> O QUE FAZER:
**A)** Liste todas as pessoas mencionadas pelo nome no texto sobre a marcha do MST.
**B)** Devolva o trecho do texto sobre a marcha do MST que vai de "Um balanço da" até "do presidente Lula.", inclusive, sem nenhuma alteração.
**C)** Segundo o texto sobre a marcha do MST, quantas famílias Sem Terra foram assentadas de 2002 a 2007?

:: TRECHO DA PÁGINA

Um balanço da marcha do MST

As três marchas do Movimento Sem Terra, que percorriam o Rio Grande do Sul nos últimos dois meses, com o intuito de chegar à Fazenda Guerra, em Coqueiros do Sul, a fim de pressionar o Governo Federal e o Governo Estadual em relação à desapropriação dessas terras, encerraram a mobilização na segunda-feira, dia 12 de novembro. Sem atingir o objetivo inicial, o movimento acordou com o Instituto Nacional de Colonização e Reforma Agrária (Incra) o assentamento de duas mil famílias até o final do próximo ano. Um avanço se pensarmos que, de 2002 a 2007, apenas 800 famílias Sem Terra foram assentadas. Mas um recuo, se analisarmos que o documento que autoriza a desapropriação da Fazenda Guerra está aguardando desde setembro apenas a assinatura do presidente Lula.

Em entrevista, Cedenir de Oliveira e Irma Ostruski, da coordenação estadual do MST, falam sobre o encerramento das marchas, os pontos positivos e negativos dessa mobilização, que percorreu praticamente todo o Estado em 62 dias e os planos do movimento para 2008.

Confira as entrevistas publicada originalmente no portal IHU On-Line

Você pode explicar a decisão de interromper a marcha antes de se atingir o objetivo inicial, que era a desapropriação da Fazenda Guerra?

::::
:: MATERIAL FORNECIDO

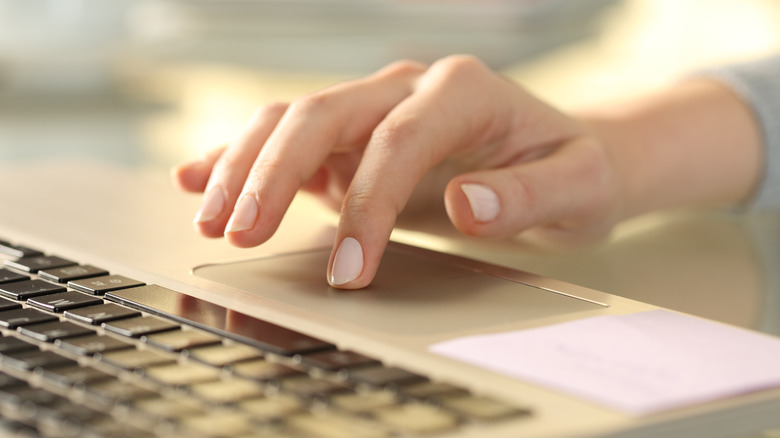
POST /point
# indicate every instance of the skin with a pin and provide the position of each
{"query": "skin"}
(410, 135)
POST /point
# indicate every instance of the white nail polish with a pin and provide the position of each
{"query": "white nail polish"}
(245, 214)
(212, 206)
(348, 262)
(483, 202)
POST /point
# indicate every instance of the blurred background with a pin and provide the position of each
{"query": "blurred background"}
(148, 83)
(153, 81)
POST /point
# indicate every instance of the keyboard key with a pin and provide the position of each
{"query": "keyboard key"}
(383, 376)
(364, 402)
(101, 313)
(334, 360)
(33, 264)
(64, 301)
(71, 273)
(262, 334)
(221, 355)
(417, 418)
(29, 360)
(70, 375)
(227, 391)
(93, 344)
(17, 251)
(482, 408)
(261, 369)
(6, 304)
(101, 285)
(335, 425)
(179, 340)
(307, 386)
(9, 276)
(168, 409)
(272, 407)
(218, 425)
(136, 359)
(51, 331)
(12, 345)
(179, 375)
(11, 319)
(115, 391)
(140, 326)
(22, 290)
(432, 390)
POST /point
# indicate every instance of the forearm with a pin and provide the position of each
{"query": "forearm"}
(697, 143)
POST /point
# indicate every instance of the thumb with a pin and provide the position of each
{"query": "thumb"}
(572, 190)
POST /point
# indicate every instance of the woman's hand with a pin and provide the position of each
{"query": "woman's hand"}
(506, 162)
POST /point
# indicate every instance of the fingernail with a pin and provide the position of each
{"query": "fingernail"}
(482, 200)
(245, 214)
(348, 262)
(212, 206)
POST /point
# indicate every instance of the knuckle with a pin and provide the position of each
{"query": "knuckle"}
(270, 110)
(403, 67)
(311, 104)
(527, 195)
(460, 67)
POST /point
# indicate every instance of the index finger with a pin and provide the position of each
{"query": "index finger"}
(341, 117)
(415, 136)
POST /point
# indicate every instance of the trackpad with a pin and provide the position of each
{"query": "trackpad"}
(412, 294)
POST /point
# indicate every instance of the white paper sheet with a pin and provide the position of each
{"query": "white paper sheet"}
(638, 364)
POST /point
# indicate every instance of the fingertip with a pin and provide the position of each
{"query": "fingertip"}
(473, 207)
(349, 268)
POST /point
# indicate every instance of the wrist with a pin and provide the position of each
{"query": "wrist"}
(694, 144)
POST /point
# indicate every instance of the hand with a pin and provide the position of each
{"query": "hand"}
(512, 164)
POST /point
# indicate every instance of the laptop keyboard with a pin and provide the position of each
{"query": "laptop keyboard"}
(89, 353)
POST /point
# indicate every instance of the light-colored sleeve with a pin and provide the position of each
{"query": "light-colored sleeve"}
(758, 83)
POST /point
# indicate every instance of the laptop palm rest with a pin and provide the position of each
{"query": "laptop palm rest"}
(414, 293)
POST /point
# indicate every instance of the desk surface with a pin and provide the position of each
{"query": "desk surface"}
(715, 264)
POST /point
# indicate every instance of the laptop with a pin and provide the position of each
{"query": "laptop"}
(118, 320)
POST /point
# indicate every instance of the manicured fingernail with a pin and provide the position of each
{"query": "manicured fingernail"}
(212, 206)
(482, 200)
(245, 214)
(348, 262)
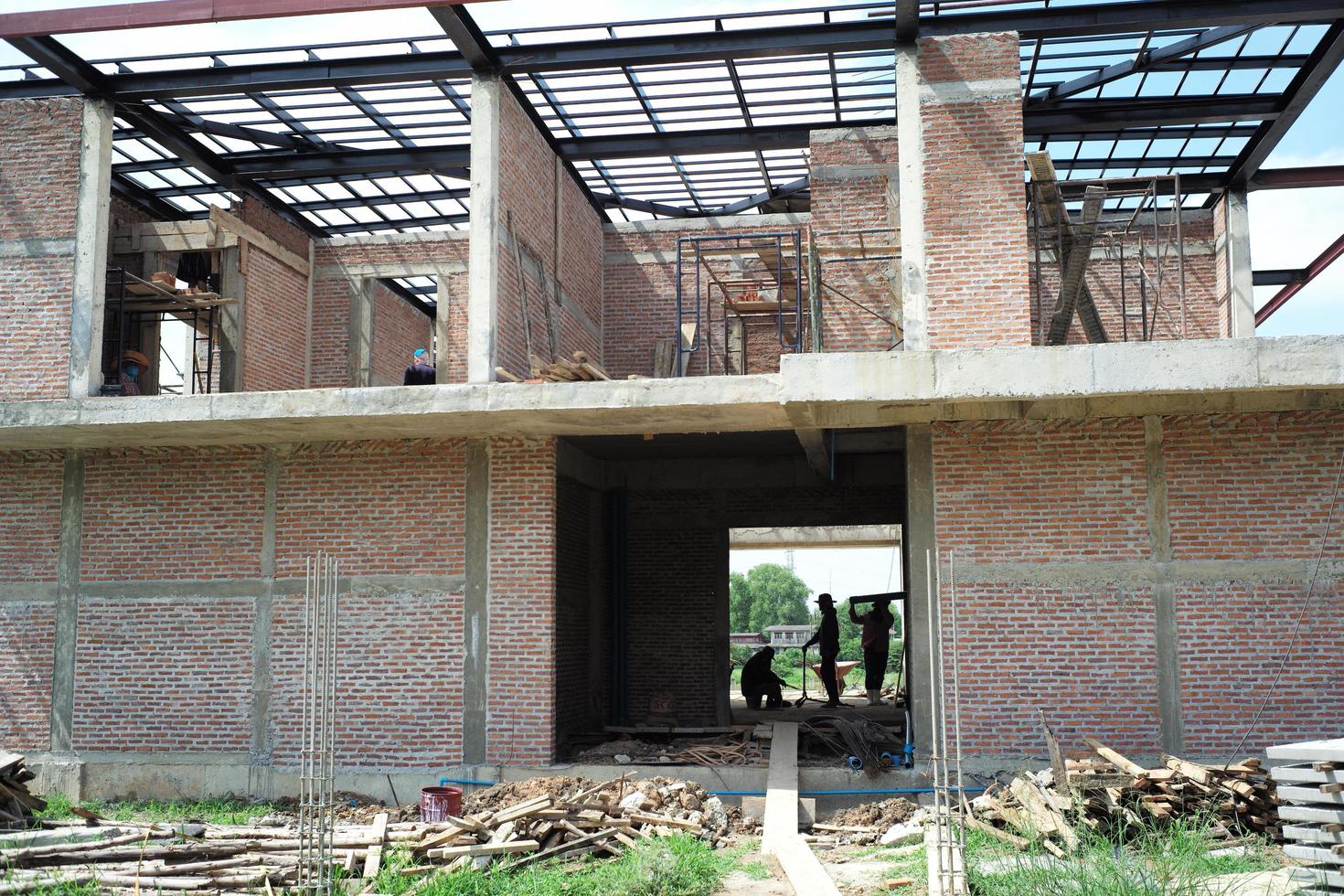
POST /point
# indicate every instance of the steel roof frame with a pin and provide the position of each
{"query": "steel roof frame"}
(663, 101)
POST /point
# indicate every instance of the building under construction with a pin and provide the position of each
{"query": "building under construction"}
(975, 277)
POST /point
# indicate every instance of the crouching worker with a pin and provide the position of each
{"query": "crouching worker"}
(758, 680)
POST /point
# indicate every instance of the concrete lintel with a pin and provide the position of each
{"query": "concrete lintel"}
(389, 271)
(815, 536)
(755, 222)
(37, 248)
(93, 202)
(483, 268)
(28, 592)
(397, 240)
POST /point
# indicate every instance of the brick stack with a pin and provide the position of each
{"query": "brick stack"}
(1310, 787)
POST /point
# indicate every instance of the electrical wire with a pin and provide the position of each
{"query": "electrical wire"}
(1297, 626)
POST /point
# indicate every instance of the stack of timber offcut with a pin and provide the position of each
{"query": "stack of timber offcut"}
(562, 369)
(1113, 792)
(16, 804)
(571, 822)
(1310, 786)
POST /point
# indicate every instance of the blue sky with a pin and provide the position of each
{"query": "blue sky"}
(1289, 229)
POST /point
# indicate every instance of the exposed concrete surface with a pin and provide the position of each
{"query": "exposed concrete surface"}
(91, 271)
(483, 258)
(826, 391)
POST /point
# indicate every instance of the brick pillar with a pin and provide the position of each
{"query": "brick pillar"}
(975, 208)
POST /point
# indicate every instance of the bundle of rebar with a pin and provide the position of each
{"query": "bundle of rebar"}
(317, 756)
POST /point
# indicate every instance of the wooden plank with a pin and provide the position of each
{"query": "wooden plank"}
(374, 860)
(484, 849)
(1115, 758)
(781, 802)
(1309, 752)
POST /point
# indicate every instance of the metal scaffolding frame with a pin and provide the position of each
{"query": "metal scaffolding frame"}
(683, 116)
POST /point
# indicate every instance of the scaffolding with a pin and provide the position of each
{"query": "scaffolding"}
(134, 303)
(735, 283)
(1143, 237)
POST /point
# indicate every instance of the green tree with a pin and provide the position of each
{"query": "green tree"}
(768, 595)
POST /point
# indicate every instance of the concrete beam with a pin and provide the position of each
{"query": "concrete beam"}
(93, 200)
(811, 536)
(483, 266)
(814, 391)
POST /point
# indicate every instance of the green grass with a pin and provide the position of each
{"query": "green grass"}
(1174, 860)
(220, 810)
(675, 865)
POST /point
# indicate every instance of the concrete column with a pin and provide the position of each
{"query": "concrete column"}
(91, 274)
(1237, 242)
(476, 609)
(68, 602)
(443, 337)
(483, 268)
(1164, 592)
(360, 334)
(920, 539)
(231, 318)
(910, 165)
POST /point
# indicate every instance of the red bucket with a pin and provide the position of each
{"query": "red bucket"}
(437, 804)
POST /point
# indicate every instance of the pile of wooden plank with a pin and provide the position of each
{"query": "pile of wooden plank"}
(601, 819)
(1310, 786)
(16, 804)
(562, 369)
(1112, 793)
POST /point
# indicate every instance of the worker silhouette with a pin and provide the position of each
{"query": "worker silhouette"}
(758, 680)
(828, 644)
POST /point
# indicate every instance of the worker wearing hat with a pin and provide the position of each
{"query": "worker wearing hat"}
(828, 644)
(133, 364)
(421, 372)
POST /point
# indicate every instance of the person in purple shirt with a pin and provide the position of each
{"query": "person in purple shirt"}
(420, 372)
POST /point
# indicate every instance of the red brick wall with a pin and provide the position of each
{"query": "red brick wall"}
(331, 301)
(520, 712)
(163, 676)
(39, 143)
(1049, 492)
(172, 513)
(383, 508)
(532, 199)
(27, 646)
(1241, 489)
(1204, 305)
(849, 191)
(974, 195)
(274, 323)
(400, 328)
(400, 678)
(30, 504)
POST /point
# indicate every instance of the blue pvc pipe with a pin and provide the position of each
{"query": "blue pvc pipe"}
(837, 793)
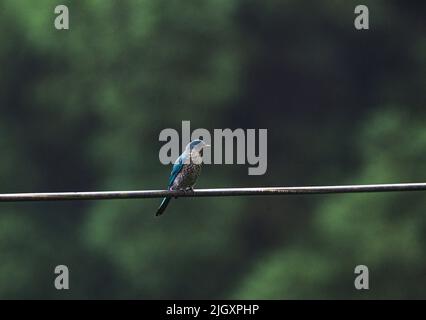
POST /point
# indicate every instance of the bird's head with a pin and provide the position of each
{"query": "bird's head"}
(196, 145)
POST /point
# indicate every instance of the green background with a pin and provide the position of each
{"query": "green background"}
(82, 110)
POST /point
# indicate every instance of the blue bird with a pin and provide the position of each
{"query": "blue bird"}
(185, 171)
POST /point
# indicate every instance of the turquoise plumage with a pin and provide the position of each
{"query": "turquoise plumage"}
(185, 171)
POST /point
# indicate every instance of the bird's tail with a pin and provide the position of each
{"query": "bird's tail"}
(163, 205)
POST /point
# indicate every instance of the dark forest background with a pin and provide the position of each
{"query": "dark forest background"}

::::

> RESPOSTAS POR TAREFA:
**A)** Cedenir de Oliveira, Irma Ostruski e o presidente Lula.

**B)**
Um balanço da marcha do MST

As três marchas do Movimento Sem Terra, que percorriam o Rio Grande do Sul nos últimos dois meses, com o intuito de chegar à Fazenda Guerra, em Coqueiros do Sul, a fim de pressionar o Governo Federal e o Governo Estadual em relação à desapropriação dessas terras, encerraram a mobilização na segunda-feira, dia 12 de novembro. Sem atingir o objetivo inicial, o movimento acordou com o Instituto Nacional de Colonização e Reforma Agrária (Incra) o assentamento de duas mil famílias até o final do próximo ano. Um avanço se pensarmos que, de 2002 a 2007, apenas 800 famílias Sem Terra foram assentadas. Mas um recuo, se analisarmos que o documento que autoriza a desapropriação da Fazenda Guerra está aguardando desde setembro apenas a assinatura do presidente Lula.

**C)** Apenas 800 famílias.